§ **Selection**
The Pentax K-30: A Rugged, Full-Featured Yet Compact D-SLR
The K-30 has a 16-megapixel APS-C-sized CMOS image sensor (23.7x15.7mm) along with a 77-segment multi-pattern metering system that produced accurate exposures under various shooting conditions for me. The sensor has a “shake your booty” dust removal system to shake minute debris from the sensor’s surface and I didn’t find a single speck on any image during testing. Bucking the trend, the K-30’s 3” LCD screen neither swivels nor flips. Also atypical in this class is the camera’s ability to accept interchangeable focusing screens, with optional AF Divided Matte and Scale Matte types available for around $40 each.
The K-30 has a sensitivity range from ISO 100 to 12,800, with an “expanded” ISO 25,600 available via custom function. Its SAFOX IXi+ AF sensor module incorporates a diffraction lens to minimize chromatic aberration and match the characteristics of whatever Pentax individual lens is mounted. Of the 11 focus points, nine are cross-type sensors and under low light a “spotbeam” helps the AF system. Focusing was blindingly fast, even more so than the company’s own K-7, especially in Live View mode where the K-7 was somewhat leisurely while the K-30 snaps sharply into focus. The K-30’s high-speed burst mode produces a maximum speed of six JPEG images per second and has a high-speed shutter with a top speed of 1/6000 sec.

§ **Given exercise 1**
Duplicate the listing below line for line, with no changes of any kind.

§ **Given data**
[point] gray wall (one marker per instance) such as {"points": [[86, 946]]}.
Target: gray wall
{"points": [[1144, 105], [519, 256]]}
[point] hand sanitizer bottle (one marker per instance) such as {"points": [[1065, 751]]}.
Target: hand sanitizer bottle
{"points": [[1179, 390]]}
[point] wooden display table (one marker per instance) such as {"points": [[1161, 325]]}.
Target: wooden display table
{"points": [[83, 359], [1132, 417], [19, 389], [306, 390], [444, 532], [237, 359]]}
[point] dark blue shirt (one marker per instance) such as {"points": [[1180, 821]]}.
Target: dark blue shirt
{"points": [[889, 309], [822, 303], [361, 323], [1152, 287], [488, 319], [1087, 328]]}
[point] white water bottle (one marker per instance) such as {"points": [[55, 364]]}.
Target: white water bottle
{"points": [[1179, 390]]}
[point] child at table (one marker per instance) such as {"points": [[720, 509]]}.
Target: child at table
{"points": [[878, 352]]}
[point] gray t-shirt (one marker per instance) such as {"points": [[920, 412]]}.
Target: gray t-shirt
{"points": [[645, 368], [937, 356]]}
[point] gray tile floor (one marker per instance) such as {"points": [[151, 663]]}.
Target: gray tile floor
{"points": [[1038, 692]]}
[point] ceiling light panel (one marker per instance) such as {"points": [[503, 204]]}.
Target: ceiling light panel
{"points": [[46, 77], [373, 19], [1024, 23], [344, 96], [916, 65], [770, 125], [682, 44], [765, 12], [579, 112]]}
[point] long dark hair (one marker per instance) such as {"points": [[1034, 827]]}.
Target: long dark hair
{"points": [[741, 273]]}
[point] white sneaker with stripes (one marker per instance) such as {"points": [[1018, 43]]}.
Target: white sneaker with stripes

§ **Given exercise 2**
Answer these from the Pentax K-30 review above:
(a) What resolution does the K-30's image sensor have?
(b) How many of the camera's 11 focus points are cross-type sensors?
(c) What is the top speed of the K-30's shutter?

§ **Correct response 1**
[point] gray wall (one marker per instance) such as {"points": [[86, 946]]}.
Target: gray wall
{"points": [[1144, 105], [519, 256]]}
[point] hand sanitizer bottle (one marker per instance) such as {"points": [[1065, 751]]}.
Target: hand sanitizer bottle
{"points": [[1179, 390]]}
[point] wooden display table (one marker per instance) such as {"points": [[1161, 325]]}.
Target: wooden display table
{"points": [[83, 359], [1132, 417], [19, 389], [306, 390], [444, 532], [237, 359]]}
[point] dark blue shirt (one marker per instance) such as {"points": [[1180, 821]]}.
Target: dark blue shirt
{"points": [[889, 309], [822, 303], [361, 323], [1152, 287], [488, 319], [1087, 328]]}
[point] white water bottle (one marker per instance) such as {"points": [[55, 364]]}.
Target: white water bottle
{"points": [[1179, 390]]}
[point] child at table (one marker per instance) such as {"points": [[720, 509]]}.
Target: child at table
{"points": [[878, 352]]}
[point] gray t-shirt (one marker per instance) such as {"points": [[920, 412]]}.
Target: gray t-shirt
{"points": [[645, 368], [937, 356]]}
[point] gray tile floor (one marker per instance) such as {"points": [[151, 663]]}.
Target: gray tile floor
{"points": [[1038, 692]]}
[point] ceiling light panel (one marker per instance) such as {"points": [[503, 204]]}.
Target: ceiling light panel
{"points": [[46, 77], [373, 19], [1024, 23], [344, 96], [916, 65], [770, 125], [682, 44], [765, 12], [579, 112]]}
[point] long dark hair (one marker per instance) such as {"points": [[1034, 827]]}.
Target: long dark hair
{"points": [[741, 273]]}
[point] white sneaker with stripes (one marker per instance) such as {"points": [[1018, 43]]}.
Target: white sneaker with stripes

§ **Correct response 2**
(a) 16 megapixels.
(b) Nine.
(c) 1/6000 sec.